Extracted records
* * * * *
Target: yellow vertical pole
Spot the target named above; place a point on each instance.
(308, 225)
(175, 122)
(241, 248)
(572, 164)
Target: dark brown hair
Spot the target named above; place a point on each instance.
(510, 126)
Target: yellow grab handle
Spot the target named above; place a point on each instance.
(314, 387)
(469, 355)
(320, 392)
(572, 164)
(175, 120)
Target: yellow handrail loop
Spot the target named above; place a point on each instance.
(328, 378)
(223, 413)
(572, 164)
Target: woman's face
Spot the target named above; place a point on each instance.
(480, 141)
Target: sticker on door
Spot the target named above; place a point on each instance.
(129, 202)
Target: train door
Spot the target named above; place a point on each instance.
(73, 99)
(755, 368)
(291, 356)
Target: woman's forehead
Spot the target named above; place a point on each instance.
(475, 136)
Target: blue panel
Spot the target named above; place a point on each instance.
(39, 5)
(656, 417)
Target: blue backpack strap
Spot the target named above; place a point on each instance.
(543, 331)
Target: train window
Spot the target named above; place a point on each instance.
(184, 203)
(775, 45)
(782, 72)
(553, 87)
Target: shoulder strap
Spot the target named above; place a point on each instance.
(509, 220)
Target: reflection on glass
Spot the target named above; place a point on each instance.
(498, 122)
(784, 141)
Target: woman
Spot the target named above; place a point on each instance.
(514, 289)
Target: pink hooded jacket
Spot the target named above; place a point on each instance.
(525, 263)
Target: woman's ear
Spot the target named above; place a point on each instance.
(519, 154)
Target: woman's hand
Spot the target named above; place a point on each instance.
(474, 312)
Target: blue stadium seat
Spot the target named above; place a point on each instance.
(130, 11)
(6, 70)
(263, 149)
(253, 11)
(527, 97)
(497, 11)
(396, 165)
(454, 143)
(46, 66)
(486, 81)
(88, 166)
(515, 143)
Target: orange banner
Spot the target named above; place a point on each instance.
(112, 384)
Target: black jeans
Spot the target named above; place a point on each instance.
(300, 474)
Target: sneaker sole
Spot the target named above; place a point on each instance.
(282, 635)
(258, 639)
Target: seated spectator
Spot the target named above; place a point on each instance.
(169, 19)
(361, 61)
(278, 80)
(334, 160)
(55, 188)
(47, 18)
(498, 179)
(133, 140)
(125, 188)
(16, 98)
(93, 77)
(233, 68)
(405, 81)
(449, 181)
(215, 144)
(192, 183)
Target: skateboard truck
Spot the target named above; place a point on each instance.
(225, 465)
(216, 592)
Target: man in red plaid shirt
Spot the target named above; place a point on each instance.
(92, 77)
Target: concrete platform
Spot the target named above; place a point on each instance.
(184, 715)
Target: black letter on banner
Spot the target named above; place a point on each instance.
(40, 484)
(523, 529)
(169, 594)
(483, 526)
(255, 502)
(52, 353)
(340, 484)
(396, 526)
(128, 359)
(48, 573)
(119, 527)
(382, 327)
* * * * *
→ **Your task**:
Starting at the line that has "Target: seated spectator" and continuing through the end of the records, write out every line again, shifting each coordinate in the points up by 106. Leave all other lines unchanged.

→ **Written solution**:
Target: seated spectator
Spot the target named above; place a point on each instance.
(275, 125)
(467, 167)
(384, 186)
(440, 266)
(161, 294)
(153, 124)
(604, 285)
(239, 246)
(231, 294)
(122, 204)
(199, 183)
(339, 174)
(511, 187)
(555, 287)
(321, 250)
(298, 289)
Target: skateboard truck
Spot the target named above; place a point on each instance.
(331, 571)
(322, 698)
Target: man in red plaid shirt
Spot the target named above; place a point on each instance.
(198, 183)
Target: concrete platform
Spot the target named above; place a point on each instance.
(290, 821)
Target: black letter on banner
Spot the target named above; place a point on each instance.
(146, 590)
(629, 635)
(275, 700)
(589, 632)
(361, 608)
(158, 459)
(446, 590)
(502, 632)
(234, 465)
(154, 679)
(225, 633)
(488, 433)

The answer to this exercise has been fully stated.